**TASK DIRECTIONS:** Lay out everything from the line containing "Place a dot on every instance of the elephant tusk, one" down to the last line below as a Markdown table with the columns Number and Line, skipping any blank lines.

**WORKING DATA:**
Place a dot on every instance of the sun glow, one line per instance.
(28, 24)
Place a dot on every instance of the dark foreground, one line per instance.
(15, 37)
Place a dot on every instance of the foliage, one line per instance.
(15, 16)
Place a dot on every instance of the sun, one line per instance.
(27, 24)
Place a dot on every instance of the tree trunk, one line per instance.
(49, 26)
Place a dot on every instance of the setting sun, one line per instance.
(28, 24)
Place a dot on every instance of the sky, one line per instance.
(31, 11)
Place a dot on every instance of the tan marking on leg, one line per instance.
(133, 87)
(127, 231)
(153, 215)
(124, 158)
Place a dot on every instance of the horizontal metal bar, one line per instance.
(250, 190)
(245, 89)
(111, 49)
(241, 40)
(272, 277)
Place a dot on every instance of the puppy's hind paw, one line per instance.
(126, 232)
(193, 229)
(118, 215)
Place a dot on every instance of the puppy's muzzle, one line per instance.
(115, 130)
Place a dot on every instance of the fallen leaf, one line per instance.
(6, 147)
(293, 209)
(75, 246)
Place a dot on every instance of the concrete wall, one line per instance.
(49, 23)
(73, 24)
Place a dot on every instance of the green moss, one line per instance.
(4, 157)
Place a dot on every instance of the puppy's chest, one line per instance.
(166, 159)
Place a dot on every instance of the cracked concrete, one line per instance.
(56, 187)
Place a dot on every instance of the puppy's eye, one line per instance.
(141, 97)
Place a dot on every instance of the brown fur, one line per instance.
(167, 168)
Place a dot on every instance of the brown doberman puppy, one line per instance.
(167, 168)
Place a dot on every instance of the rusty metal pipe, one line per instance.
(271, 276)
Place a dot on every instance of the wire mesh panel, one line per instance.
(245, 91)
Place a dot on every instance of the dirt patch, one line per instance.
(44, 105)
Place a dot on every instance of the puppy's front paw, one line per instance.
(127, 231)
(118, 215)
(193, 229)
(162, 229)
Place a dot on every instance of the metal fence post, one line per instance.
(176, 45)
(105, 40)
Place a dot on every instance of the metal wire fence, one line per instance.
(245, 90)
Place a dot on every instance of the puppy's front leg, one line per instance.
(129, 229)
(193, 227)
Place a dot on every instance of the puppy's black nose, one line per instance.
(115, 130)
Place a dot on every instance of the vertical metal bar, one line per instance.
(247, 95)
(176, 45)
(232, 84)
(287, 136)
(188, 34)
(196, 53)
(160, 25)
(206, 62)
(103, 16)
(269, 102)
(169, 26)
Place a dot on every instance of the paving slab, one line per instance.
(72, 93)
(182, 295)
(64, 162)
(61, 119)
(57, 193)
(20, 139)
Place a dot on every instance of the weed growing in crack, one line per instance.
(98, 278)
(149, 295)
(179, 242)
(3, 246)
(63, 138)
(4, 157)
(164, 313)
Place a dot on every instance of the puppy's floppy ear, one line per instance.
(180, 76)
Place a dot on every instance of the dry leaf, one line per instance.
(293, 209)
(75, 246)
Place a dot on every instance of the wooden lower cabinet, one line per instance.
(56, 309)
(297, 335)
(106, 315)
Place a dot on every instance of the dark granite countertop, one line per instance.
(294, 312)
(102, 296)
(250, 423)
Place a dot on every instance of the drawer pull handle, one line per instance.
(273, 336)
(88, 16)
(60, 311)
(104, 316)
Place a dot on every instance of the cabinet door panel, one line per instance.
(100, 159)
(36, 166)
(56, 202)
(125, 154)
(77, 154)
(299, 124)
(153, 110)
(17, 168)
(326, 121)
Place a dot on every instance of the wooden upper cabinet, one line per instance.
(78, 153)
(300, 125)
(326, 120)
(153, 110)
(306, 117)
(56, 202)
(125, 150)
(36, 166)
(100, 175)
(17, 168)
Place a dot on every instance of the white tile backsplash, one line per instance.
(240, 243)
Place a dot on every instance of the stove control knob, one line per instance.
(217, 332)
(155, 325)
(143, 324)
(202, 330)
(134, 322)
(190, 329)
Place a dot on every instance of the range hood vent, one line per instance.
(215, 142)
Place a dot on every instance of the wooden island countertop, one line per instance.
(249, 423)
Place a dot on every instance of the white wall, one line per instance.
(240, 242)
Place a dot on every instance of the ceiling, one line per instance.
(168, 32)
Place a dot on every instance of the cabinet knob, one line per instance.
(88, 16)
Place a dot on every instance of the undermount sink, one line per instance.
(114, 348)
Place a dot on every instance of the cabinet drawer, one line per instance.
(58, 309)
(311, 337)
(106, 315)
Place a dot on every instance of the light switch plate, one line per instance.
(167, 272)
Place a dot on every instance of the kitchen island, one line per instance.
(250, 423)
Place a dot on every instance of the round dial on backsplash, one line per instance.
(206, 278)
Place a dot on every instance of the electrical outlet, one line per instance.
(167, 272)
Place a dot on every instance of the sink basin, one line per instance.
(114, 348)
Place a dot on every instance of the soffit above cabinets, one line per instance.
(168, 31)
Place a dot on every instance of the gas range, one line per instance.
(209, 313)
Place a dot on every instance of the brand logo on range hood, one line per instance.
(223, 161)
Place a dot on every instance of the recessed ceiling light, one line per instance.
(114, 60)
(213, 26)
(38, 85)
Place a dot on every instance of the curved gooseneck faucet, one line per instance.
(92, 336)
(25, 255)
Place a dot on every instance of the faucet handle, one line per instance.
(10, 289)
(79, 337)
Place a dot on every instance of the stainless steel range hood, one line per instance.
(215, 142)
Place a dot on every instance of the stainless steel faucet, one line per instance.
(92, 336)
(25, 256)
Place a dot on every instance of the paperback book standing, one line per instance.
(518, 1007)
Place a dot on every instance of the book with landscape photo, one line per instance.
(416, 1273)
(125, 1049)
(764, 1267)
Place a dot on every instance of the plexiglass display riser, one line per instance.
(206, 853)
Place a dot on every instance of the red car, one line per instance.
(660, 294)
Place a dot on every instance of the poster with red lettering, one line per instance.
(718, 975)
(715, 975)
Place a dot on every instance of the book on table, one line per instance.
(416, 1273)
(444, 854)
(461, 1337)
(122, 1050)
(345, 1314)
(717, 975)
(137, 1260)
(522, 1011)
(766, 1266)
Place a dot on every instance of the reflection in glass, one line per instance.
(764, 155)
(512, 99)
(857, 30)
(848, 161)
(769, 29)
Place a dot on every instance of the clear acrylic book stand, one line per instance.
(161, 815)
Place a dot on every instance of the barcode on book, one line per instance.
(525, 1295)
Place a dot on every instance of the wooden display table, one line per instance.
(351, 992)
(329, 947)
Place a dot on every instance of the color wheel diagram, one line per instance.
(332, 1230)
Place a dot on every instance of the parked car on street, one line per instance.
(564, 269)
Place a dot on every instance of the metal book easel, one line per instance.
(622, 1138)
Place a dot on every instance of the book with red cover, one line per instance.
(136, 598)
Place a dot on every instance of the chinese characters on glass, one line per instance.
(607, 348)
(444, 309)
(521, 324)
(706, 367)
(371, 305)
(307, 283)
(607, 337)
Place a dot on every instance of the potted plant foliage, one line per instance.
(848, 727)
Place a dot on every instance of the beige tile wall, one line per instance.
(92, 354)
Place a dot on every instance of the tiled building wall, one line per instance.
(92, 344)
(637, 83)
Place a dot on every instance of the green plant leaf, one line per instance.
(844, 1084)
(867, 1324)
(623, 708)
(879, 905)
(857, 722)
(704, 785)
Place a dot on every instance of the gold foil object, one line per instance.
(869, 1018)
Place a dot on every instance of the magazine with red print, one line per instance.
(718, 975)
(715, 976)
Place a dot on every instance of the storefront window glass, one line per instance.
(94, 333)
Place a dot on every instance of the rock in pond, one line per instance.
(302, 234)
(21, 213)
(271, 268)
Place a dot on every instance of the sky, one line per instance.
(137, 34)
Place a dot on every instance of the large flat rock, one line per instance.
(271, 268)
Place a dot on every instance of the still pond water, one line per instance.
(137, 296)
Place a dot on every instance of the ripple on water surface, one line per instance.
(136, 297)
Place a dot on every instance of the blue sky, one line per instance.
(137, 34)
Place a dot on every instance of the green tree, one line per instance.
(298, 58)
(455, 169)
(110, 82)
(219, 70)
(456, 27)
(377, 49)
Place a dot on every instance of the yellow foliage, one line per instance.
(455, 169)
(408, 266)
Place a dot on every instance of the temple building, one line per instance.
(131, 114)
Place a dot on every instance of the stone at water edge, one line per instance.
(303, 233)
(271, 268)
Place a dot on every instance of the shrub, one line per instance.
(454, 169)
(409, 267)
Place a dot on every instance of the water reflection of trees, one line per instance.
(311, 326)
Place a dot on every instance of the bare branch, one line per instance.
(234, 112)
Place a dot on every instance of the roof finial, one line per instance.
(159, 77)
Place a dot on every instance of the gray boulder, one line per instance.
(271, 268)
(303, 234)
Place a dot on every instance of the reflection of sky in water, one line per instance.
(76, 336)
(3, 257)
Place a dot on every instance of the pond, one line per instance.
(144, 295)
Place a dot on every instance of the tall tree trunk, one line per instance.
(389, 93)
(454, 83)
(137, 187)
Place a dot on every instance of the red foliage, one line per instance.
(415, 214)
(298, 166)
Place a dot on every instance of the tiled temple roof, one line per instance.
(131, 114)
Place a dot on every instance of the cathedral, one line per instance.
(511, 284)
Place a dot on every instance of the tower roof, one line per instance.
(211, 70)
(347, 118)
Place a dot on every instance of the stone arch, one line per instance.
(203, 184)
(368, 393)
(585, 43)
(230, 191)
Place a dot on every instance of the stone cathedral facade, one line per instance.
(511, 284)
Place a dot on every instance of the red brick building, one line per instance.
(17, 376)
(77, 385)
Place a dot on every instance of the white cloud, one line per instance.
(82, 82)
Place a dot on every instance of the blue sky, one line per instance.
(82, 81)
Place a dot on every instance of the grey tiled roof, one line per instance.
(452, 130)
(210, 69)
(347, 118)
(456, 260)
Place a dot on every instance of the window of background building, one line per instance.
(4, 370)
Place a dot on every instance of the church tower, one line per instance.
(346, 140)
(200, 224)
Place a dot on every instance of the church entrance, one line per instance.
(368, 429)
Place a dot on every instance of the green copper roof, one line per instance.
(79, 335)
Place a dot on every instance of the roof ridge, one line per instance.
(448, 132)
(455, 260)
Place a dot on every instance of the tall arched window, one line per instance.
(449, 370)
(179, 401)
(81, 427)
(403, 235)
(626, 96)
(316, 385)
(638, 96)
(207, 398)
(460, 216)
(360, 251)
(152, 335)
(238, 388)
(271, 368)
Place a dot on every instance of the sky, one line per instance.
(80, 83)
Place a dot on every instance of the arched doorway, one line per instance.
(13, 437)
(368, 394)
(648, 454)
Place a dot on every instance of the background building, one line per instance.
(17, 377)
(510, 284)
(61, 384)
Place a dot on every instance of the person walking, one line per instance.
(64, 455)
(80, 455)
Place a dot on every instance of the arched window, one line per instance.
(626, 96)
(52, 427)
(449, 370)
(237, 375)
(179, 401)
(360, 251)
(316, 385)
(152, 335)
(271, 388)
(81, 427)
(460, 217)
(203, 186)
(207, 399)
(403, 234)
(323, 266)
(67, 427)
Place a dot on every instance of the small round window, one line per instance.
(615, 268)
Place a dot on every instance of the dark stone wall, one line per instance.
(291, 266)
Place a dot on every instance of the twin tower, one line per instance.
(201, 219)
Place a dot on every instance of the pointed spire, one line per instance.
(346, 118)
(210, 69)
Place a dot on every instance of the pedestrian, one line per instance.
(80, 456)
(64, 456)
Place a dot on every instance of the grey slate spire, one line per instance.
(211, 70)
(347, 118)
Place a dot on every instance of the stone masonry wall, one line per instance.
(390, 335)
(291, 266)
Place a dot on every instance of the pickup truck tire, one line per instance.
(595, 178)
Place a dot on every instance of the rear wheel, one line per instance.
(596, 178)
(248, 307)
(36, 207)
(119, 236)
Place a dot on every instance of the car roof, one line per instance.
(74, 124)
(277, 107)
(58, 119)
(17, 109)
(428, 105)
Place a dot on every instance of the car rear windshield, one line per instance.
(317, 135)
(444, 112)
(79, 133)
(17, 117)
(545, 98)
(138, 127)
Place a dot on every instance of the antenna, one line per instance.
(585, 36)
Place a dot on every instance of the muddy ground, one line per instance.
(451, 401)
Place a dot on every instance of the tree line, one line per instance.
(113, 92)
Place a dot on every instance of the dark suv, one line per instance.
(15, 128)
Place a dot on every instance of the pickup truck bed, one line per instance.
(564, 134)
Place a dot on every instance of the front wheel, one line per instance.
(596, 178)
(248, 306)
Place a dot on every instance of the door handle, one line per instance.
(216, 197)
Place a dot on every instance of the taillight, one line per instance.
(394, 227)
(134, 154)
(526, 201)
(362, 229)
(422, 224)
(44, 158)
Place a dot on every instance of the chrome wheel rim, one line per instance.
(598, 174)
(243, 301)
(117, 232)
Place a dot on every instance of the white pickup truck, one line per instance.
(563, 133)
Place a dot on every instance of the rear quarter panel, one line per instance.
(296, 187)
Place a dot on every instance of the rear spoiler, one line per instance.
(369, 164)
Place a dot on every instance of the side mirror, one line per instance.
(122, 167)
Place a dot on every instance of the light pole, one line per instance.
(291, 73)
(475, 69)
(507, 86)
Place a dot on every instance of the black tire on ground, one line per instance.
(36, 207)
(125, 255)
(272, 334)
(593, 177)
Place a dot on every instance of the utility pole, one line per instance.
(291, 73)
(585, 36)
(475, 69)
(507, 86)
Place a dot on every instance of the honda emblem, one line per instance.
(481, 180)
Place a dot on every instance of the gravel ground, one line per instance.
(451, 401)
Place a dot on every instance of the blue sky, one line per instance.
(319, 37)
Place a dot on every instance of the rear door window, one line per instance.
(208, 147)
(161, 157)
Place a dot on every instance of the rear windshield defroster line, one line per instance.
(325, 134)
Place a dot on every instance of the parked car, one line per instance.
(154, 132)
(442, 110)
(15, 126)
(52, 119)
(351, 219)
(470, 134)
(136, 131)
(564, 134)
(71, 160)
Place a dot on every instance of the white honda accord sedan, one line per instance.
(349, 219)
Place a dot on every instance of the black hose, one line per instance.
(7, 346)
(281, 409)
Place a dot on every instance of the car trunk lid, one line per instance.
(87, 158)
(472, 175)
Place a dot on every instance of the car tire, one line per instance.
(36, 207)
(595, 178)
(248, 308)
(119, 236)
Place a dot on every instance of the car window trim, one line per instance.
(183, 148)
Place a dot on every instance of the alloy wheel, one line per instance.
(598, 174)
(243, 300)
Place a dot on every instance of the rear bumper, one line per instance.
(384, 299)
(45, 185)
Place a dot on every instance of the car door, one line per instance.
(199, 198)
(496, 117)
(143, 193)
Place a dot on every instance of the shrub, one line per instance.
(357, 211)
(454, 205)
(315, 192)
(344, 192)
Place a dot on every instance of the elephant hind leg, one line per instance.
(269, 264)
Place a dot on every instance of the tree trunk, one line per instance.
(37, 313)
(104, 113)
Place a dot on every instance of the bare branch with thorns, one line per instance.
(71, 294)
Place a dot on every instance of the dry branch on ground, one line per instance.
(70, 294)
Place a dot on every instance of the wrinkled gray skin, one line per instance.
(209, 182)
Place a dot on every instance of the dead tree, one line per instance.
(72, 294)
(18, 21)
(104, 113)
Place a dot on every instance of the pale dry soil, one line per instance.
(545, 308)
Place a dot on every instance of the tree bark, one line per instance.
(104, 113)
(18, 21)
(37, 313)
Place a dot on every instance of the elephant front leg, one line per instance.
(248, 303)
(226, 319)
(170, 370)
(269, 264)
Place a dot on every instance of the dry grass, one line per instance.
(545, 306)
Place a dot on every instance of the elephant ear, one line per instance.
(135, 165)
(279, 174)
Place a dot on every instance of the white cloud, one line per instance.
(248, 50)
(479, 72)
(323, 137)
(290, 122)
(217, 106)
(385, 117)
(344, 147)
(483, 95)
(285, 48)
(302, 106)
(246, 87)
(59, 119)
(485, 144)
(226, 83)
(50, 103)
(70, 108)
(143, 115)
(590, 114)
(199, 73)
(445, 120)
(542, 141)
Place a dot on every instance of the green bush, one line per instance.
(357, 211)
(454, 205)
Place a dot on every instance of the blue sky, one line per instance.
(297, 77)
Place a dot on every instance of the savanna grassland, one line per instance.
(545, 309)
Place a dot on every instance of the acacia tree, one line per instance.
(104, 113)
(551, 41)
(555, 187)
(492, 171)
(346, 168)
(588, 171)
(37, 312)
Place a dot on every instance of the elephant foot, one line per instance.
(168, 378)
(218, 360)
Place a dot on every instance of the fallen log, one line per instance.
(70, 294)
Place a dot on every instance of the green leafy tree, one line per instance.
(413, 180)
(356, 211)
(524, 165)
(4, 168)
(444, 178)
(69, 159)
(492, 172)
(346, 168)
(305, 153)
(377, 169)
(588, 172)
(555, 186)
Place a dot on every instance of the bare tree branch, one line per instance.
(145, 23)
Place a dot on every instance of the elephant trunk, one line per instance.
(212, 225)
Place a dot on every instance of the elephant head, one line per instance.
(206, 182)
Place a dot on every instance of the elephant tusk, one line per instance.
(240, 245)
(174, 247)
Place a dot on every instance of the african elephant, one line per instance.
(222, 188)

**RESULT OF THE EXERCISE:**
| Number | Line |
|---|---|
| 1 | Place a dot on every instance of the elephant tusk, one line per instance. |
| 2 | (240, 245) |
| 3 | (174, 247) |
| 4 | Place a dot on every instance of the african elephant, one line per instance. |
| 5 | (222, 188) |